Yapılacak görevler:
a) Nöropsikolojik değerlendirme üzerine olan metne göre aşağıdaki soruları yanıtlayın.
(i) Prof. Dr. Lütfü Hanoğlu hangi hastanede, hangi görevde çalışıyor?
(ii) Bilişsel bozuklukların erken tanısının tedaviyi olumlu etkilediği hangi nörolojik hastalıklar sayılıyor?
(iii) Nöropsikolojik değerlendirme, demanstan ayırt edilmesine yardım ettiği psikiyatrik sorunlar olarak hangilerini örnek veriyor?
b) Nöropsikolojik değerlendirme üzerine olan metni son cümlesinden sonra sürdürün.

Belge alıntısı:
⟨

Prof. Dr. Hanoğlu, nöropsikolojik değerlendirmenin beyin sağlığı ve işlevselliğinin ayrıntılı bir şekilde incelenmesine olanak sağladığını söyledi.
Demanslar gibi zihinsel becerileri etkileyen hastalıkların temelinde erken tanı tedavi süreçlerine de büyük etki oluşturuyor. Alzheimer, parkinson, inme, multipl skleroz gibi nörolojik hastalıklarda bilişsel bozuklukların erken tanısı, tedavi süreçlerini de olumlu yönde etkiliyor. Medipol Mega Üniversite Hastanesi’nden Nöroloji Bölüm Başkanı Prof. Dr. Lütfü Hanoğlu, bireylerin bilişsel risklerinin ortaya konulmasından demansların erken tanısına, bilişsel bozulmanın biçimini ortaya koyarak hastalıkta doğru tanının konulmasına ve doğru tedavi stratejilerinin belirlenmesinde nöropsikolojik testlerin önemli bir araç olduğunu söyledi.
Alzheimer’da erken teşhis
Nöropsikolojik testlerin bireyin bellek, düşünme ve diğer bilişsel işlevlerindeki değişikliklerini objektif bir şekilde değerlendirmeyi sağladığını ifade eden Prof. Dr. Hanoğlu, “Daha hafif bilişsel bozukluk döneminde yani klinik demansın ortaya çıkmasından önce başlamış olan bilişsle kaybın tanınmasını ve hangi tür demansa doğru ilerleyebileceğini anlayabilmemizi sağlıyor. Alzheimer hastalığı gibi ilerleyici demansların erken teşhisi ve farklı demans türlerinin bilişsel belirtilerinin doğru yorumlanması da bu testler sayesinde mümkün oluyor” diye konuştu.
Hastalıkları ayırt etmede kullanılıyor
Nöropsikolojik değerlendirmenin aynı zamanda psikiyatrik bozuklukların ve tıbbi durumların bilişsel etkilerini değerlendirmede de kullanıldığına dikkati çeken Prof. Dr. Hanoğlu, “Depresyon, anksiyete gibi psikiyatrik sorunlar ile Alzheimer hastalığı ve diğer demans durumlarını ayırt etmeye yardımcı olur, ayırıcı tanıda kullanılır. Özellikle demans tanılarında, nöropsikolojik değerlendirme ayırt edici bir araç olarak ön plana çıkar. Son dönemde hastalık sürecinin geciktirilebilmesine yönelik tedavilerin ortaya çıkmaya başlaması nedeniyle Alzheimer hastalığı gibi ilerleyici demansların erken teşhisi ve farklı demans türlerinin bilişsel belirtilerinin doğru yorumlanması giderek son derecede önem kazanmıştır” açıklaması yaptı.

⟩

Veri bölümü:

⟨

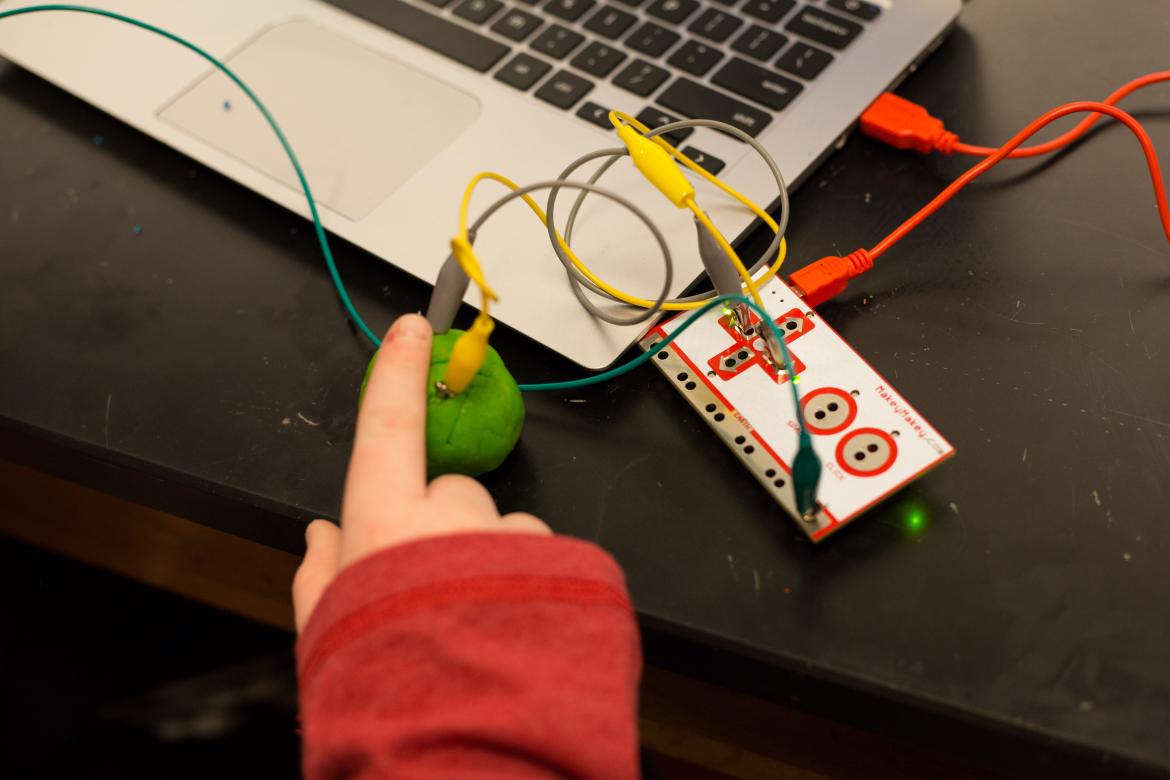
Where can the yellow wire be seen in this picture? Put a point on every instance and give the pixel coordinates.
(616, 118)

⟩

Alıştırma cevapları:
a)
(i) Medipol Mega Üniversite Hastanesi'nde Nöroloji Bölüm Başkanı olarak çalışıyor.
(ii) Alzheimer, parkinson, inme ve multipl skleroz.
(iii) Depresyon ve anksiyete.

b)
Nörolojik hastalıklarda bilişsel bozuklukların teşhisi için önemli
Testlerin önemine dikkat çeken Prof. Dr. Hanoğlu, “Nöropsikolojik değerlendirme, bireyin bilişsel ve zihinsel işlevlerinin derinlemesine incelenmesini sağlayan kapsamlı bir değerlendirme olarak önem kazanmaktadır. Bu değerlendirme yöntemleri, beyin sağlığı ve işlevselliği hakkında kritik bilgiler sunarak, inme, multipl skleroz, parkinson, epilepsi gibi nörolojik bozuklukların seyrinde ortaya çıkan bilişsel bozuklukların teşhisi ve tedavi sürecinin yönetilmesinde temel bir rol oynamaktadır. Nöropsikolojik değerlendirme günümüzdeki gelişmiş nörogörüntüleme yöntemlerine karşın hala bilişsel işlevlerin objektif değerlendirmesi için elimizdeki tek yöntemdir” dedi.
Alzheimer, parkinson, inme, multipl skleroz
Nöropsikolojik testlerin beyin tarafından kontrol edilen çeşitli bilişsel işlevleri değerlendirdiğini söyleyen Hanoğlu son olarak şunları söyledi:
“Bellek, görsel-uzamsal beceriler, dikkat, dil gibi alanlarda yapılan bu testler; bireyin yaşına, eğitim düzeyine ve değerlendirmenin amacına göre farklılık gösterir. Bu sayede alzheimer, parkinson, inme, multipl skleroz gibi nörolojik hastalıkların özellikleri çerçevesinde oluşturulan özelleşmiş test bataryaları halinde uygulanır.”